In one of my previous posts, we have looked at deployment controllers which make sure that a certain number of instances of a given pod is running at all times. Failures of pods and nodes are automatically detected and the pod is restarted. This mechanism, however, only works well if the pods are actually interchangeable and stateless. For stateful pods, additional mechanisms are needed which we discuss in this post.
Simple stateful sets
As a reminder, let us first recall some properties of deployments aka stateless sets in Kubernetes. For that purpose, let us create a deployment that brings up three instances of the Apache httpd.
$ kubectl apply -f - << EOF apiVersion: apps/v1 kind: Deployment metadata: name: httpd spec: selector: matchLabels: app: httpd replicas: 3 template: metadata: labels: app: httpd spec: containers: - name: httpd-ctr image: httpd:alpine EOF deployment.apps/httpd created $ $ kubectl get pods NAME READY STATUS RESTARTS AGE httpd-76ff88c864-nrs8q 1/1 Running 0 12s httpd-76ff88c864-rrxw8 1/1 Running 0 12s httpd-76ff88c864-z9fjq 1/1 Running 0 12s
We see that – as expected – Kubernetes has created three pods and assigned random names to them, composed of the name of the deployment and a random string. We can run hostname
inside one of the containers to verify that these are also the hostnames of the pods. Let us pick the first pod.
$ kubectl exec -it httpd-76ff88c864-nrs8q hostname httpd-76ff88c864-nrs8q
Let us now kill the first pod.
$ kubectl delete pod httpd-76ff88c864-nrs8q
After a few seconds, a new pod is created. Note, however, that this pod receives a new pod name and also a new host name. And, of course, the new pod will receive a new IP address. So its entire identity – hostname, IP address etc. – has changed. Kubernetes did not actually magically revive the pod, but it realized that one pod was missing in the set and simply created a new pod according to the same pod specification template.
This behavior allows us to recover from a simple pod failure very quickly. It does, however, pose a problem if you want to deploy a set of pods that each take a certain role and rely on stable identities. Suppose, for instance, that you have an application that comes in pairs. Each instance needs to connect to a second instance, and to do this, it needs to know the name of that instance name and needs to rely on the stability of that name. How would you handle this with Kubernetes?
Of course, we could simply define two pods (not deployments) and use different names for both deployments. In addition, we could set up a service for each pod, which will create DNS entries in the Kubernetes internal DNS network. This would allow each pod to locate the second pod in the pair. But of course this is cumbersome and requires some additional monitoring to detect failures and restart pods. Fortunately, Kubernetes did introduce an alternative known as Stateful sets.
In some sense, a stateful set is similar to a deployment. You define a pod template and a desired number of replicas. A controller will then bring up these replicas, monitor them and replace them in case of a failure. The difference between a stateful set and a deployment is that each instance in a stateful set receives a unique identity which is stable across restarts. In addition, the instances of a stateful set are brought up and terminated in a defined order.

______________________________

EXERCISES TO COMPLETE:
A. Answer these about the post on Kubernetes stateful sets:
(i) How many instances of the Apache httpd does the example deployment bring up?
(ii) What are the randomly assigned pod names composed of?
(iii) Besides a unique identity that is stable across restarts, how do the instances of a stateful set differ from those of a deployment?
B. Please quote the post on Kubernetes stateful sets word for word, everything from "Of course, we" down to "as Stateful sets.".

DATA BLOCK:
______________________________

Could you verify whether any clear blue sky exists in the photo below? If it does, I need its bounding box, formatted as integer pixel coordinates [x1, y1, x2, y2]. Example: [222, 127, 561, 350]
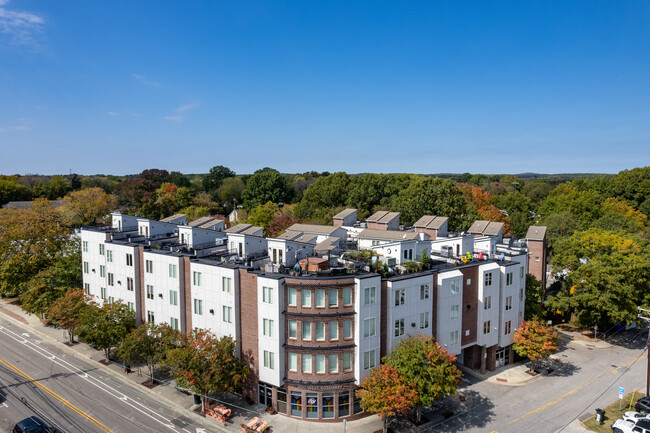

______________________________

TASK-BY-TASK ANSWERS:
A.
(i) Three.
(ii) The name of the deployment and a random string.
(iii) They are brought up and terminated in a defined order.

B.
Of course, we could simply define two pods (not deployments) and use different names for both deployments. In addition, we could set up a service for each pod, which will create DNS entries in the Kubernetes internal DNS network. This would allow each pod to locate the second pod in the pair. But of course this is cumbersome and requires some additional monitoring to detect failures and restart pods. Fortunately, Kubernetes did introduce an alternative known as Stateful sets.